== Problem statement ==
Print every line of the records below verbatim, without changing, adding, or omitting anything.

== Dataset records ==
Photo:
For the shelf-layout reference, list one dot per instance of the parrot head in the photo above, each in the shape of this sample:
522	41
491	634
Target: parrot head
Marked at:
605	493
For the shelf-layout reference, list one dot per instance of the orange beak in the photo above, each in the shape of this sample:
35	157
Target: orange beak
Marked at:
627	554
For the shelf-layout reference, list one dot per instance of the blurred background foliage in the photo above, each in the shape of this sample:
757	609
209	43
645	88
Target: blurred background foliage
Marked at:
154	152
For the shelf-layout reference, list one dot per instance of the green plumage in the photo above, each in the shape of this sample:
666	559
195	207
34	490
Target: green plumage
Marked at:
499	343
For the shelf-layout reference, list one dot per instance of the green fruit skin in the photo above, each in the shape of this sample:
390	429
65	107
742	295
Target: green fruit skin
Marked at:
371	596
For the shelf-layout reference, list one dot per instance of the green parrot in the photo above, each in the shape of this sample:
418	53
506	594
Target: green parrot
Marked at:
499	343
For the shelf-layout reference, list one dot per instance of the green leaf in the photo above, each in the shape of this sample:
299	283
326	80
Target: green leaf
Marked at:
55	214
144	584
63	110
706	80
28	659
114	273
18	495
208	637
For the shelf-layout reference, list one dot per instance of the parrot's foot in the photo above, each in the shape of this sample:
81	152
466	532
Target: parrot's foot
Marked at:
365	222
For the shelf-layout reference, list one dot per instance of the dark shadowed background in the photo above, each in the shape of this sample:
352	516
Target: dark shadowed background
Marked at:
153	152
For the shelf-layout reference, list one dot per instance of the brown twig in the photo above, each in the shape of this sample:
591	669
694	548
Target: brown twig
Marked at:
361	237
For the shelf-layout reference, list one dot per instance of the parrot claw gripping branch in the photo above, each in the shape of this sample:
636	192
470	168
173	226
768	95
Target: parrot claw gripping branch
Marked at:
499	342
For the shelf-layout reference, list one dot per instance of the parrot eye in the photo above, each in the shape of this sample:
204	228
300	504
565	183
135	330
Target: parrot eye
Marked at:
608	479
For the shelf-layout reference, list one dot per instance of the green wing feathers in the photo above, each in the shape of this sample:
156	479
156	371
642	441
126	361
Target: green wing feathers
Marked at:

== Output ==
Photo:
For the shelf-layout reference, list one dot per instance of the parrot head in the photo above, each in the shape of this sample:
522	41
491	634
Target: parrot head
Marked at:
605	493
For the shelf-layout reference, list one dot per instance of the orange beak in the photo above, each in the shape of this sample:
35	157
Target: orange beak
Marked at:
627	554
For the shelf-layout reference, list one dot per instance of the blurred background foliage in the photo above, each in the shape of this sample:
757	609
209	43
645	88
Target: blurred background foliage
Marked at:
154	152
For the shelf-layout reference, list one dot per instance of the green plumage in the photo above, each in the shape of this sample:
666	559
195	207
34	490
Target: green plumage
Marked at:
499	343
For the shelf-layout reference, list one dot per instance of the green fruit skin in the photo above, each in the shape of this sample:
390	429
65	107
742	295
Target: green fruit skin
Marked at:
371	596
For the shelf-layout reference, list one dot per instance of the green parrot in the photo above, each in the shape of this sample:
418	53
506	594
Target: green parrot
Marked at:
499	343
For the shelf-layout reference, list one dot per instance of the green leaf in the photo above, each in the shape of this sample:
299	283
326	80
Target: green leaf
Marked at:
55	214
144	584
63	110
706	80
28	659
114	273
18	495
208	637
For the shelf-layout reference, list one dot per instance of the parrot's foot in the photo above, each in the shape of this sample:
81	152
466	532
Target: parrot's foot
Marked at:
365	222
For the shelf-layout reference, list one dot per instance of the dark shadowed background in the photo above, each in the shape of this sample:
352	516
Target: dark shadowed background
Marked at:
153	152
For the shelf-layout reference, list one dot per instance of the brown twig in the photo above, each in the shape of this sample:
591	669
694	548
Target: brown twig
Marked at:
361	237
For the shelf-layout reference, list one dot per instance of the parrot claw gripping branch in the photo above, each in the shape of this sample:
636	192
470	168
173	226
768	95
Target: parrot claw gripping branch
Marked at:
499	342
For the shelf-layout reference, list one dot per instance of the parrot eye in the photo above, each in the shape of this sample:
204	228
300	504
565	183
135	330
Target: parrot eye
Marked at:
608	479
For the shelf-layout reference, list one dot per instance of the green wing feathers in the photo above, each in the shape of this sample:
156	479
156	371
642	441
126	361
Target: green wing feathers
Marked at:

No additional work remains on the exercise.